▶ **Prompt**
Scale the material from the line with "Expected output: a single point for each instance of the green" through the end of the material: reproduce every line in full, but multiply each coordinate in the answers by 1.15 and round it to a whole number, with halves rounded up.

▶ **Extracted data**
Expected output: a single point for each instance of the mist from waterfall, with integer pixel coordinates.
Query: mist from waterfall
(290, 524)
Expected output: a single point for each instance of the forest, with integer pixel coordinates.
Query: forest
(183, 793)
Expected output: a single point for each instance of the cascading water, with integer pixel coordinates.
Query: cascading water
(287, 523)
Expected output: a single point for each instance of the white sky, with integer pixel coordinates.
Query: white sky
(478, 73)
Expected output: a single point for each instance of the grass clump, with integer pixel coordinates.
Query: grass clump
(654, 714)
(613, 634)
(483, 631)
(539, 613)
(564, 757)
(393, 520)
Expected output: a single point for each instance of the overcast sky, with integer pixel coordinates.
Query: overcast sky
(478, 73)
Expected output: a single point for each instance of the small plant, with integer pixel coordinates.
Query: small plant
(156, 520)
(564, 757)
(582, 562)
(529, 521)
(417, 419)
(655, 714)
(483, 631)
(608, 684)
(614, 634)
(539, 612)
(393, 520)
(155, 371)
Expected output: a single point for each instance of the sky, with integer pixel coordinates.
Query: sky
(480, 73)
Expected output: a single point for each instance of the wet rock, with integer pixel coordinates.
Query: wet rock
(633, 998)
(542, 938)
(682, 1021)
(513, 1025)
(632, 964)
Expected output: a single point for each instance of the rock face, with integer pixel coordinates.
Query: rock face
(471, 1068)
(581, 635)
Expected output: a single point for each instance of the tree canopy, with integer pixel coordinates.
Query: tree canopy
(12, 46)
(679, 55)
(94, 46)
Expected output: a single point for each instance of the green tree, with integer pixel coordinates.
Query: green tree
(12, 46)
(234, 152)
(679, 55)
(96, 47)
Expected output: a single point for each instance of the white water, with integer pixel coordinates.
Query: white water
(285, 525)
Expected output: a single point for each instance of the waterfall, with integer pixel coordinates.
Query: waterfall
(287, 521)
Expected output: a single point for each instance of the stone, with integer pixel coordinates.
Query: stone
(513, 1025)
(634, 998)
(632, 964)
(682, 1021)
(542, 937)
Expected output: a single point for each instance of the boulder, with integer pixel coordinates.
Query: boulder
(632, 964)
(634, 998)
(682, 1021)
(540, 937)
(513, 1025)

▶ **Response to the exercise**
Expected output: a single point for each instance of the green tree, with integer pixel coordinates.
Query: green tree
(14, 53)
(269, 175)
(781, 63)
(110, 54)
Expected output: a single point for each instance of the white water, with integer pixel coordinates.
Query: white water
(328, 604)
Expected output: a single point for each instance of the waterfall, with integer pixel coordinates.
Query: waterfall
(330, 599)
Expected output: a single point for each instance of the stone, with integer pixel coordinates.
Query: stone
(590, 1179)
(729, 1148)
(727, 1109)
(784, 1174)
(623, 1078)
Expected output: a single point for each instance of the boulder, with integer pixel coordinates.
Query: boulder
(727, 1109)
(729, 1148)
(784, 1174)
(621, 1078)
(590, 1179)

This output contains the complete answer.